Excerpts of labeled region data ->
########

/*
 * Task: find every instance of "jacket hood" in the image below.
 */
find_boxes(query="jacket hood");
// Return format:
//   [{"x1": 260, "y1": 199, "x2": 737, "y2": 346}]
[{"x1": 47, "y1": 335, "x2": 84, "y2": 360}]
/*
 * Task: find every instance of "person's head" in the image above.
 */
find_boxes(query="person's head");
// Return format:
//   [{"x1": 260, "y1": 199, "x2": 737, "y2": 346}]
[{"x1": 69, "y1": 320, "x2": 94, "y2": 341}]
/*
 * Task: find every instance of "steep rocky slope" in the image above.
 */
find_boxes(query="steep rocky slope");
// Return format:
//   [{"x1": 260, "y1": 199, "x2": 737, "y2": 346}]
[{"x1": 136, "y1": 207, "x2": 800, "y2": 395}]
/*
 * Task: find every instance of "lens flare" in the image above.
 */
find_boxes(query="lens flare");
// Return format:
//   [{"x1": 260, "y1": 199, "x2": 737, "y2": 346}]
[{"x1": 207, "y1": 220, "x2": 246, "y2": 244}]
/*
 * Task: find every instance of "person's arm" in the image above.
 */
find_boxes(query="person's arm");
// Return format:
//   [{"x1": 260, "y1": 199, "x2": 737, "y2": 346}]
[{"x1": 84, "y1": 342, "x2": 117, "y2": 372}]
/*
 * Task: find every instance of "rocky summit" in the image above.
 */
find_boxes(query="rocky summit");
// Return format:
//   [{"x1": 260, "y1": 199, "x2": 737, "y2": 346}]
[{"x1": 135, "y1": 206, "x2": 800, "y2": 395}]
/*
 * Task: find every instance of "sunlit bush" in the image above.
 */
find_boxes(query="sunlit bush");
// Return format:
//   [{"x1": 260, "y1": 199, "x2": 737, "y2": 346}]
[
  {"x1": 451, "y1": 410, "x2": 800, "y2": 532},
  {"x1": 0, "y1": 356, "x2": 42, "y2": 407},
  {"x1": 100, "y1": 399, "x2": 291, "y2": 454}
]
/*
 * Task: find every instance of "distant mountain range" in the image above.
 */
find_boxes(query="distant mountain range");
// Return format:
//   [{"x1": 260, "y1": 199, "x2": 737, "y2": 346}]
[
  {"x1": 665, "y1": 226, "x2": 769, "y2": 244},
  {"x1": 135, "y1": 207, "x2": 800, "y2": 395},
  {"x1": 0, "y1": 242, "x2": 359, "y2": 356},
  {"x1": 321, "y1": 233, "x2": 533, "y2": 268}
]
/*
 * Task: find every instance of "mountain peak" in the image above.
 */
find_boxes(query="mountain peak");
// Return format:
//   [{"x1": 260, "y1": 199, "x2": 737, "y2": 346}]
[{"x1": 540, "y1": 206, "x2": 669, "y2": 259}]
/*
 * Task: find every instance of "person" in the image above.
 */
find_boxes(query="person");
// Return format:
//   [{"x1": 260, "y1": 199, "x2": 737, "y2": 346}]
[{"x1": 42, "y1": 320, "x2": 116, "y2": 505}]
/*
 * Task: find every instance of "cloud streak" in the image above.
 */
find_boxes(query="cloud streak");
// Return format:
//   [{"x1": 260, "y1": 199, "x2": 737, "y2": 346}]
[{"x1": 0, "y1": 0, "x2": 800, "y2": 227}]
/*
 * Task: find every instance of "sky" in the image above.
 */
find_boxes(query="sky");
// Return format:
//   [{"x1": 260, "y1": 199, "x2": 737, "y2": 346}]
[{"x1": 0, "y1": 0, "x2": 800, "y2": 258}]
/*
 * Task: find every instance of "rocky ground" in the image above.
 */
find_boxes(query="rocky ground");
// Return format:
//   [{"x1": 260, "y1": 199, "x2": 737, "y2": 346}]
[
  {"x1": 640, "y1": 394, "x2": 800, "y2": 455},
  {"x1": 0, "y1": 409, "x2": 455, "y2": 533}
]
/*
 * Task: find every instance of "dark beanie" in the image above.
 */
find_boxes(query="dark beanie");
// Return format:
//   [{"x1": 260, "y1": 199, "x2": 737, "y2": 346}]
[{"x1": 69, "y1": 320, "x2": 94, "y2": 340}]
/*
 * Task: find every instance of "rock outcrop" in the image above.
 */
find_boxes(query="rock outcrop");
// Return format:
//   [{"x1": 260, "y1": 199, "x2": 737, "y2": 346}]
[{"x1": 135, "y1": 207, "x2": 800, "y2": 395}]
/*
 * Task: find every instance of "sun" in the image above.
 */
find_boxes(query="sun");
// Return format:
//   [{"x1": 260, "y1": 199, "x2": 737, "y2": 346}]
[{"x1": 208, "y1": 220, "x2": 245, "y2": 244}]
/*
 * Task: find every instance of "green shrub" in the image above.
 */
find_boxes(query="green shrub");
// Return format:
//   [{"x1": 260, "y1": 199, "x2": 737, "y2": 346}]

########

Count how many lines in the records above contain the string "cloud" and reply with only that number.

Solution for this exercise ->
2